[Provided entries — start]

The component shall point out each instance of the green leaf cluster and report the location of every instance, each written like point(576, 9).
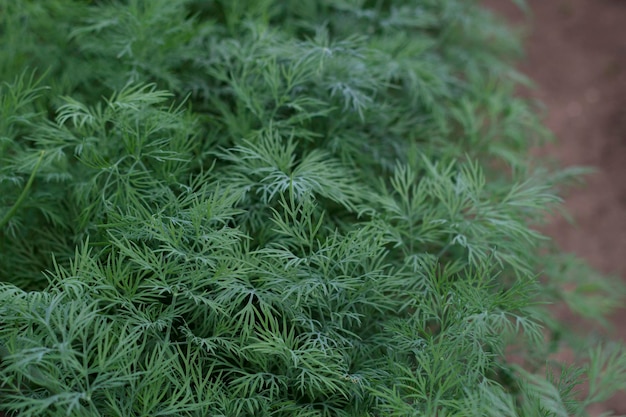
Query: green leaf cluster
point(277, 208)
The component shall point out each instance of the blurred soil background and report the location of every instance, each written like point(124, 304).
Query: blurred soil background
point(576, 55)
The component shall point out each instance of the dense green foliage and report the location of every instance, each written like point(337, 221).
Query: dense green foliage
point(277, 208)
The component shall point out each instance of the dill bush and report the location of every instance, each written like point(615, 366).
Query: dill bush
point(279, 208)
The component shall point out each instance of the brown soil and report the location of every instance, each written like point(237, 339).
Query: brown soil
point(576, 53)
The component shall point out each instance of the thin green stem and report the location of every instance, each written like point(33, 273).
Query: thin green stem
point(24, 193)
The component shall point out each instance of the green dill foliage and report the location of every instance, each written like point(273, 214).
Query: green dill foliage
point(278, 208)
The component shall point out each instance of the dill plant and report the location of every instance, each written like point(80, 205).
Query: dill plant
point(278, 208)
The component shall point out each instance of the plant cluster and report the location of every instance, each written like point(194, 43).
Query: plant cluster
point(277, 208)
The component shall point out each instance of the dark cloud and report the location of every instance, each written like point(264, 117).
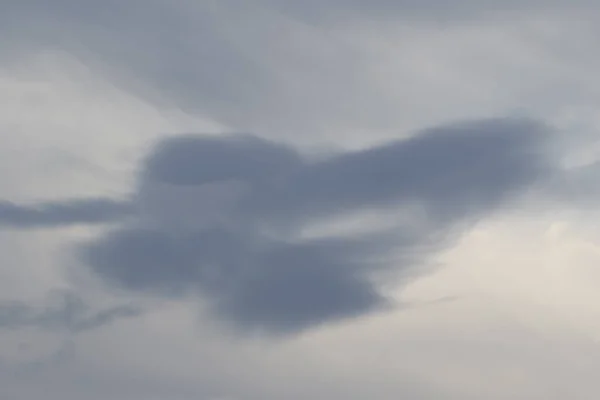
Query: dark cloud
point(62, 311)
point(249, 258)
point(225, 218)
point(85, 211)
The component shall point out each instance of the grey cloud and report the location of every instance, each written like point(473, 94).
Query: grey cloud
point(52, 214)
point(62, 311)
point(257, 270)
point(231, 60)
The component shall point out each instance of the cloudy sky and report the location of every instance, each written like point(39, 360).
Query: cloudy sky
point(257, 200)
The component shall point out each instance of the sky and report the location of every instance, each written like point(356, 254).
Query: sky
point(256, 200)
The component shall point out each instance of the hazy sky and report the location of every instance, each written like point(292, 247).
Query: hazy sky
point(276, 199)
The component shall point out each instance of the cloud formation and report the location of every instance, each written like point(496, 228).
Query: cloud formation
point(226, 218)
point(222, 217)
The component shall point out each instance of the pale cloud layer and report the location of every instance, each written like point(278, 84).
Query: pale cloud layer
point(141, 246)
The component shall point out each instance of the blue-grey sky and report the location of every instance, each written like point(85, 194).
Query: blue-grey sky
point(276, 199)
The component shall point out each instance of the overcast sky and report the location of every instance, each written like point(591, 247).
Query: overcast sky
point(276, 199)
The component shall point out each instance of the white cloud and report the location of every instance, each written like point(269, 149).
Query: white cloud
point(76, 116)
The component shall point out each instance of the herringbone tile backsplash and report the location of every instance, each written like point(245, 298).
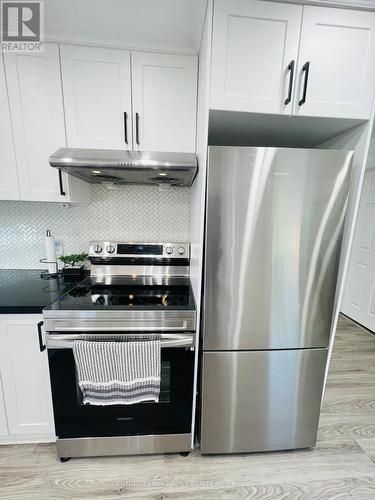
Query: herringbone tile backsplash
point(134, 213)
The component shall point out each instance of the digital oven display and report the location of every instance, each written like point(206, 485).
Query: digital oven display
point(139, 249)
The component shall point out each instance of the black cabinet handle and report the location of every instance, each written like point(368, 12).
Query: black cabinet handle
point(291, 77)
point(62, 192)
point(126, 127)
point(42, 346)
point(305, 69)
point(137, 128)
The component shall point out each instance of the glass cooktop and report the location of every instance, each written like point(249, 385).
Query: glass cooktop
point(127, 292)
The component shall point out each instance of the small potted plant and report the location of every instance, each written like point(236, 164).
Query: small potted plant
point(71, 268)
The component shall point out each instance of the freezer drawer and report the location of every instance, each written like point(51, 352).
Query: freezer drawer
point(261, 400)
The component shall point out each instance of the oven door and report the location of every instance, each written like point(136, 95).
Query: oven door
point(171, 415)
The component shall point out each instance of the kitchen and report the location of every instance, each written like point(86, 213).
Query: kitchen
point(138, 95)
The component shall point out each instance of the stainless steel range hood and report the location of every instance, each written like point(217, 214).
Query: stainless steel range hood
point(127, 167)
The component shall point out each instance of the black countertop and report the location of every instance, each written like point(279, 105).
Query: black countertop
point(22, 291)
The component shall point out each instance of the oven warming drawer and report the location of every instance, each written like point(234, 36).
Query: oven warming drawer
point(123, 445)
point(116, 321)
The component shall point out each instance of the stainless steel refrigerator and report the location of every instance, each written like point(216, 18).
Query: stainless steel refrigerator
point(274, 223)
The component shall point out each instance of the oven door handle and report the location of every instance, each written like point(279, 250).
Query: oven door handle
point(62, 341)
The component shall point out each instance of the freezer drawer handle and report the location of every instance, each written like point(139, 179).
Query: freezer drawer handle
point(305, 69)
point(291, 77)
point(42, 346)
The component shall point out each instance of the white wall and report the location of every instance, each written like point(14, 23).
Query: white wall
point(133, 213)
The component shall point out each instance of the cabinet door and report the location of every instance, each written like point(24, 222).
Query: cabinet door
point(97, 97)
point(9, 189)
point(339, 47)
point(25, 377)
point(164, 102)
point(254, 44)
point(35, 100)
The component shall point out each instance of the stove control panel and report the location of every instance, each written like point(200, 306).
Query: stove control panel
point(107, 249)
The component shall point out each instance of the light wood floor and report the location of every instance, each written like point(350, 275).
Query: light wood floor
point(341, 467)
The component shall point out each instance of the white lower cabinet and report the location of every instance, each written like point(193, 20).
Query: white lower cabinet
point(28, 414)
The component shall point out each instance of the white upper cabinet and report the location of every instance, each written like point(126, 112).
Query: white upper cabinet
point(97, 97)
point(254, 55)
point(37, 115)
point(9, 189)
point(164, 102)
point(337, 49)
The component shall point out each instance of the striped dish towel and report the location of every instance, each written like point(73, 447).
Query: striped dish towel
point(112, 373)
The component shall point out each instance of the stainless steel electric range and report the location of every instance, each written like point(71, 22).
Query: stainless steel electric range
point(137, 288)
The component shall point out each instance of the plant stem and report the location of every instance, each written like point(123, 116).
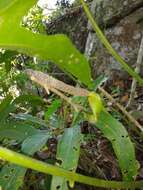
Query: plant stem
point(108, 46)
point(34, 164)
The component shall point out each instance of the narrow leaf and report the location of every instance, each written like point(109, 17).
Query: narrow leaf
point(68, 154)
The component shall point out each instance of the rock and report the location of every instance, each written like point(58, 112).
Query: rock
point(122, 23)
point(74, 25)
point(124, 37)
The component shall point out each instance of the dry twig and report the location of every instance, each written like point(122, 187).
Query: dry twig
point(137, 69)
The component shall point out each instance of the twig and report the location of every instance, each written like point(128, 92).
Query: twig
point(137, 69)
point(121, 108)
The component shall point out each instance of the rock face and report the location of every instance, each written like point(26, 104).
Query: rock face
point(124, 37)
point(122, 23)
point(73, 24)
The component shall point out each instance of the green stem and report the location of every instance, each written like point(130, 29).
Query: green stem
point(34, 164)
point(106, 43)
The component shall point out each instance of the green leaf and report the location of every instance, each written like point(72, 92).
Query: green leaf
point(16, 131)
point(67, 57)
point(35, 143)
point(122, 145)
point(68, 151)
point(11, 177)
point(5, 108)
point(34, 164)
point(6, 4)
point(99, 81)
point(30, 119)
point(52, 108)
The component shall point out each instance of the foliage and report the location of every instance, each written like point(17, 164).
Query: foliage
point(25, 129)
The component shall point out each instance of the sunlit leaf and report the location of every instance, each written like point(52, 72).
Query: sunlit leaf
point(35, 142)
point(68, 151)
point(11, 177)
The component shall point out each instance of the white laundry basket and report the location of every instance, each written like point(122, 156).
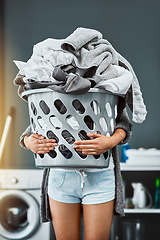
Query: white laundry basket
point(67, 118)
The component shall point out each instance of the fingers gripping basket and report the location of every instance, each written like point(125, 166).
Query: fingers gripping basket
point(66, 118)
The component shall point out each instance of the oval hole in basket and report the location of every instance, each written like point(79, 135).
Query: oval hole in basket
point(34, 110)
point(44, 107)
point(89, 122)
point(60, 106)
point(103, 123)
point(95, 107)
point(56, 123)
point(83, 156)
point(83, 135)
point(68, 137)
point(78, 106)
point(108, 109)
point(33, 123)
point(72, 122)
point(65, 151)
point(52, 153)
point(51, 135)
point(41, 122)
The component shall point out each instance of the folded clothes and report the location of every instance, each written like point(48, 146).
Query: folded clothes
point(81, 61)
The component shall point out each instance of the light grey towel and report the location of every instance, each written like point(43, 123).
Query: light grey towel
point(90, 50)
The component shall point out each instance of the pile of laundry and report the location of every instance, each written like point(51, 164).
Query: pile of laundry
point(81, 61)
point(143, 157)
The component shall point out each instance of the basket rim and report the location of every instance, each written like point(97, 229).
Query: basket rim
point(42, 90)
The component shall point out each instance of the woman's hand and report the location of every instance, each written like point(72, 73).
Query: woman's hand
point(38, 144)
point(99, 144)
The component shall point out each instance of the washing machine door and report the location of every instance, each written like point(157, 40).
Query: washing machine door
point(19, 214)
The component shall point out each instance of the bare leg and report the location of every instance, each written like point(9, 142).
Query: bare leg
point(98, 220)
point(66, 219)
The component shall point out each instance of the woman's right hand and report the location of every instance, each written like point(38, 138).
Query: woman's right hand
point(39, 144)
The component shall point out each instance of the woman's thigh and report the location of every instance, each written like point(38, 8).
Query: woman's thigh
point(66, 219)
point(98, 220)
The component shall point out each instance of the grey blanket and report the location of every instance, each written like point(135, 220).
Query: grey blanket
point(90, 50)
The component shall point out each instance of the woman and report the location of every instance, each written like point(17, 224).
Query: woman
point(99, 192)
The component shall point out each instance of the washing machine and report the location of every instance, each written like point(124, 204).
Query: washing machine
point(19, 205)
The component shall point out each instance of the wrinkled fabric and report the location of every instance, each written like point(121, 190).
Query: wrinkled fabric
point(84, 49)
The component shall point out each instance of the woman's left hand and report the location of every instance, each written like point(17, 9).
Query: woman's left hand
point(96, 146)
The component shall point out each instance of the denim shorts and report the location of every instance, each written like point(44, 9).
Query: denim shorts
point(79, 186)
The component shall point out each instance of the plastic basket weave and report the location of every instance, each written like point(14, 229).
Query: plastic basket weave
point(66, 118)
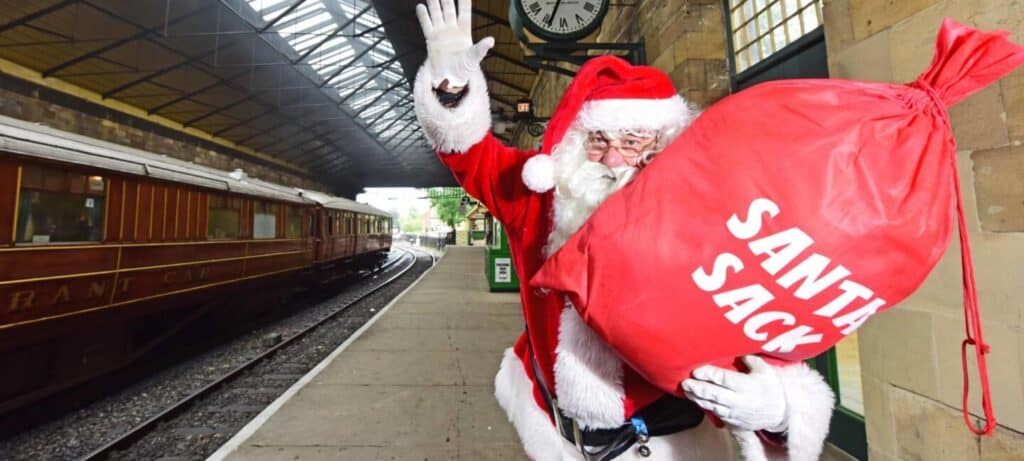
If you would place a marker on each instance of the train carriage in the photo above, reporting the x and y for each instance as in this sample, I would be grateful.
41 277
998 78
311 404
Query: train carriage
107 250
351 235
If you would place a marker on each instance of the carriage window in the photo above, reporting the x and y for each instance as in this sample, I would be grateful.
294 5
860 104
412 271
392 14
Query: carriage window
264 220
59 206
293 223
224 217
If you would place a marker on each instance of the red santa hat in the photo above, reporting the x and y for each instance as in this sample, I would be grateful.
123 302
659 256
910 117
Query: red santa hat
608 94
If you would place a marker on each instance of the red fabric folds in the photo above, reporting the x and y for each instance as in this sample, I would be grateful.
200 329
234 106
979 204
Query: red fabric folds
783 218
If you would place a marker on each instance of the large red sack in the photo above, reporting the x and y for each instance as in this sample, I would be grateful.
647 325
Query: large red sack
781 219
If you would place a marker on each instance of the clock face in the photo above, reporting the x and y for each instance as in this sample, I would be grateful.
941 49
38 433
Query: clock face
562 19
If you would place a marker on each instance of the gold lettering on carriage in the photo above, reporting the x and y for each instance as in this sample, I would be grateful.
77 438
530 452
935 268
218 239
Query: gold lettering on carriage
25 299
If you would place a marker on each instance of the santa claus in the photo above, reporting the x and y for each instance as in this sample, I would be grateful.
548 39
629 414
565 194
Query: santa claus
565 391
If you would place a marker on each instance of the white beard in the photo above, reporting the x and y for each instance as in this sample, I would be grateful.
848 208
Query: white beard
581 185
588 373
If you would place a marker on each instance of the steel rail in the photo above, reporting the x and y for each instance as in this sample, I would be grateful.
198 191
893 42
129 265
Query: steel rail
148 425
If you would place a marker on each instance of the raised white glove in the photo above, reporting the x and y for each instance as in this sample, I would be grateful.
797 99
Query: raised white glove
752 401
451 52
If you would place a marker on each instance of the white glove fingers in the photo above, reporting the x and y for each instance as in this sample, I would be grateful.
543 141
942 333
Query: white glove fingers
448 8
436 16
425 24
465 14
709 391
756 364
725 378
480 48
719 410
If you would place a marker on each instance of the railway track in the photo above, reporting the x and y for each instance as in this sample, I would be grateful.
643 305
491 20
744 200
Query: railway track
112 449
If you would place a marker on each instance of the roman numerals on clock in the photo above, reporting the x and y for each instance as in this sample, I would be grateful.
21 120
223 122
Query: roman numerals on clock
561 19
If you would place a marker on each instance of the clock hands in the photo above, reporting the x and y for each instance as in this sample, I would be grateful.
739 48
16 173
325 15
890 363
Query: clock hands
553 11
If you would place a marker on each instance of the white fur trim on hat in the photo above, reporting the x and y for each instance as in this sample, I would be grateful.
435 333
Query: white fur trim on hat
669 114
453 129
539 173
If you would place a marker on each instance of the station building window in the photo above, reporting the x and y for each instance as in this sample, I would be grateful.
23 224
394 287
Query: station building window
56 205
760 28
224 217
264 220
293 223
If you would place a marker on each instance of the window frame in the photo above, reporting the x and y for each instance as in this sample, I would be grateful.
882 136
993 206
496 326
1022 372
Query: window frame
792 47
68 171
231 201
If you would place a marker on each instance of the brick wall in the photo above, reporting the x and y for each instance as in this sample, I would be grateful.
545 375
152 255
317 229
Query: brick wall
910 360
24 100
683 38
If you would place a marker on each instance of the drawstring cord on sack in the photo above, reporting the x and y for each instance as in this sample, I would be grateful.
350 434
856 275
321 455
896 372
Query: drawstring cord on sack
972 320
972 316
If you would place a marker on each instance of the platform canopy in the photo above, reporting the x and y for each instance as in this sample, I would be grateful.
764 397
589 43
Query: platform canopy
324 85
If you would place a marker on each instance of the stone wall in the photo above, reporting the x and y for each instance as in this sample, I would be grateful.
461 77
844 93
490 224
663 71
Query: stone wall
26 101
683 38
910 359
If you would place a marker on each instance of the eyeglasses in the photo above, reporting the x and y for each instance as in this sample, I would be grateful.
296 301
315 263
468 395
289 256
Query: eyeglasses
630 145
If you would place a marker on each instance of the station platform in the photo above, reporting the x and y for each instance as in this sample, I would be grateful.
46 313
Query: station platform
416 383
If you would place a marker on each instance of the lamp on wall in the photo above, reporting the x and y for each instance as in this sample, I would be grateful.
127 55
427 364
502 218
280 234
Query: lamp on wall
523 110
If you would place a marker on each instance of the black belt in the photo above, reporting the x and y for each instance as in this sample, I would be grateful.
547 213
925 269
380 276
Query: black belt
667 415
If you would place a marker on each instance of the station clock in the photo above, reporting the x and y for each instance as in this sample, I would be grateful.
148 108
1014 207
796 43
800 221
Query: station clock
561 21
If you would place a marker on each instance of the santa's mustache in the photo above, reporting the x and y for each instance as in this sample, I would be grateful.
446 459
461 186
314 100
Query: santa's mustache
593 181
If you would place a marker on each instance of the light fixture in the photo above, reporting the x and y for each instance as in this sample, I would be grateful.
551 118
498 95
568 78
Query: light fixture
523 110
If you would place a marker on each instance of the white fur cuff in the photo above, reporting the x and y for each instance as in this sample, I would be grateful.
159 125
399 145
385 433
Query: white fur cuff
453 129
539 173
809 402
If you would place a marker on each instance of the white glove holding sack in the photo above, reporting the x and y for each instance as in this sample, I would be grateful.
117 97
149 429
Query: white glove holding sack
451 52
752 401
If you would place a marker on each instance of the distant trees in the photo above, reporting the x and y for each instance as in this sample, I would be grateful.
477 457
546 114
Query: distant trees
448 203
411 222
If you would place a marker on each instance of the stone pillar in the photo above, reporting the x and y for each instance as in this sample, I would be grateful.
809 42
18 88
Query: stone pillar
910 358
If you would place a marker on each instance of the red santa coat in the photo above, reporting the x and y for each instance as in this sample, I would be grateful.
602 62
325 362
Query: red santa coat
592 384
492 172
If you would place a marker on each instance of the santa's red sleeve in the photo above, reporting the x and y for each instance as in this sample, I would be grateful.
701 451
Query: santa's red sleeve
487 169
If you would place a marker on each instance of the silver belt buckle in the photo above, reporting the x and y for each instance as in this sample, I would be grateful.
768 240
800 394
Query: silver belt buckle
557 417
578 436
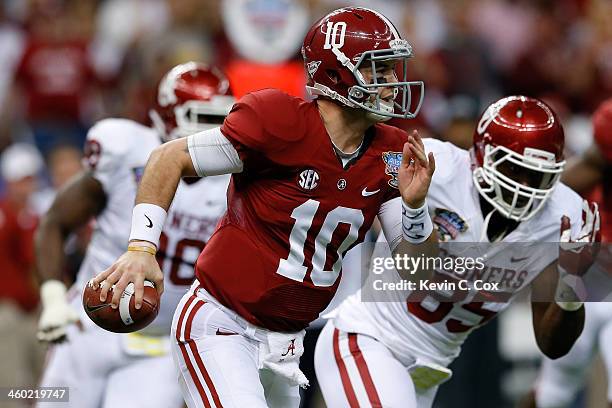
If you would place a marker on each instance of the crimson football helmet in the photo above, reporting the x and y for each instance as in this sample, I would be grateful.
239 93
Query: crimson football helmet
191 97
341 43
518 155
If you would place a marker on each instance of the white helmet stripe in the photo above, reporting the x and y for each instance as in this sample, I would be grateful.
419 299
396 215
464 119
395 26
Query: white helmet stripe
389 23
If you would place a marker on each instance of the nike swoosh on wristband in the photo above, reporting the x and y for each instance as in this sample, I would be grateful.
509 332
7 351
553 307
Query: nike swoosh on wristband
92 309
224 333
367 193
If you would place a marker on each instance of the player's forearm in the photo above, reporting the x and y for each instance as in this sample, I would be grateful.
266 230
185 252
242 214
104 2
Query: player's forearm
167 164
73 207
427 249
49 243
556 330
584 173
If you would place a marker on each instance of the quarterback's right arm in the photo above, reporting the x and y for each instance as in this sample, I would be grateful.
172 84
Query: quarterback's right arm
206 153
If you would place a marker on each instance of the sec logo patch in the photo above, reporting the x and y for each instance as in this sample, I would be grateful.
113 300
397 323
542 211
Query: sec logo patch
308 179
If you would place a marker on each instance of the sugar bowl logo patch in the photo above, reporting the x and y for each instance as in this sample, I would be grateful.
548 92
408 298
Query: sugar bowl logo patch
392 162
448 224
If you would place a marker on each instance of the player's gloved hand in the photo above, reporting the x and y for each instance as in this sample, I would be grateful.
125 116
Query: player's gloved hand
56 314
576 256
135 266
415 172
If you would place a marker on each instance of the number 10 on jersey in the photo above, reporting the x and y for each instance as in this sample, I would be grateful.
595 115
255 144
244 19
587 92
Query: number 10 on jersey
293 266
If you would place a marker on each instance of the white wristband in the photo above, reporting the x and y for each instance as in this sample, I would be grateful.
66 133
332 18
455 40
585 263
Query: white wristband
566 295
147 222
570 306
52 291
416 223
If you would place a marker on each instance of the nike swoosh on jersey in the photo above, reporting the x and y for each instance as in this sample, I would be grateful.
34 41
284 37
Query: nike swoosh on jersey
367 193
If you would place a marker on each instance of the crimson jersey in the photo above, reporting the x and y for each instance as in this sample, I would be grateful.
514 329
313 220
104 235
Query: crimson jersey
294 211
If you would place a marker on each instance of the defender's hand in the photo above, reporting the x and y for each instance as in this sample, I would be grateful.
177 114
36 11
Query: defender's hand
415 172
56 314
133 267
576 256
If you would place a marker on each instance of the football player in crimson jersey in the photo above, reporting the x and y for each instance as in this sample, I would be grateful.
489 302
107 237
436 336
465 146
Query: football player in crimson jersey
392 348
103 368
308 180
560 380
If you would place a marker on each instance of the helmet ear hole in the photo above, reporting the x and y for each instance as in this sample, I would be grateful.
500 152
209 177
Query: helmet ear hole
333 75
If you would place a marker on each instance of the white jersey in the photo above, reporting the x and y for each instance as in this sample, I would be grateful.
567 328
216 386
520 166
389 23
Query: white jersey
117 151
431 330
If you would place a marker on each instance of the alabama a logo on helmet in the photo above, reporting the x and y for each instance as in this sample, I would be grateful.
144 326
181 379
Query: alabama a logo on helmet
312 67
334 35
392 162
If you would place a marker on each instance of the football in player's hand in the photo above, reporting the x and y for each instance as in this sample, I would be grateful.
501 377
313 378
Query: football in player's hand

[Provided entries — finish]

● Problem details
Copy out, exactly and alone, the lines of the entries above between the ones holding "like point(279, 105)." and "The component shall point out each instance of the light wood", inclusive.

● Exercise result
The component shall point out each instance of the black countertop and report the location of every instance, each written like point(279, 105).
Query: black countertop
point(22, 291)
The component shall point out each instance of the oven warming drawer and report the location of every instance, each written like point(234, 36).
Query: oven warming drawer
point(123, 445)
point(116, 321)
The component shall point out each instance of the stainless steel refrigerator and report the location of every instance, each written like point(216, 18).
Query: stainless steel refrigerator
point(274, 223)
The component shall point out each instance of the oven door handle and report the location of every instance, each written like point(279, 250).
Query: oven door handle
point(62, 341)
The component shall point out each instance of the freezer drawer handle and report the location of every instance, each written like point(139, 179).
Query: freezer drawer handle
point(305, 69)
point(291, 77)
point(42, 346)
The component shall point out each instance of the white wall and report the location of every instance, each written like point(14, 23).
Query: white wall
point(133, 213)
The component shall point out each instance of the cabinet door and report the location of every instance, each written like point(24, 222).
Query: cabinet door
point(97, 97)
point(9, 189)
point(339, 47)
point(25, 377)
point(164, 102)
point(254, 44)
point(35, 100)
The component shall point out each instance of the stove control panel and report the location of every instance, each written like point(200, 306).
Query: stove control panel
point(107, 249)
The component shall point out each instance of the light wood floor and report the location of every instance, each written like point(350, 275).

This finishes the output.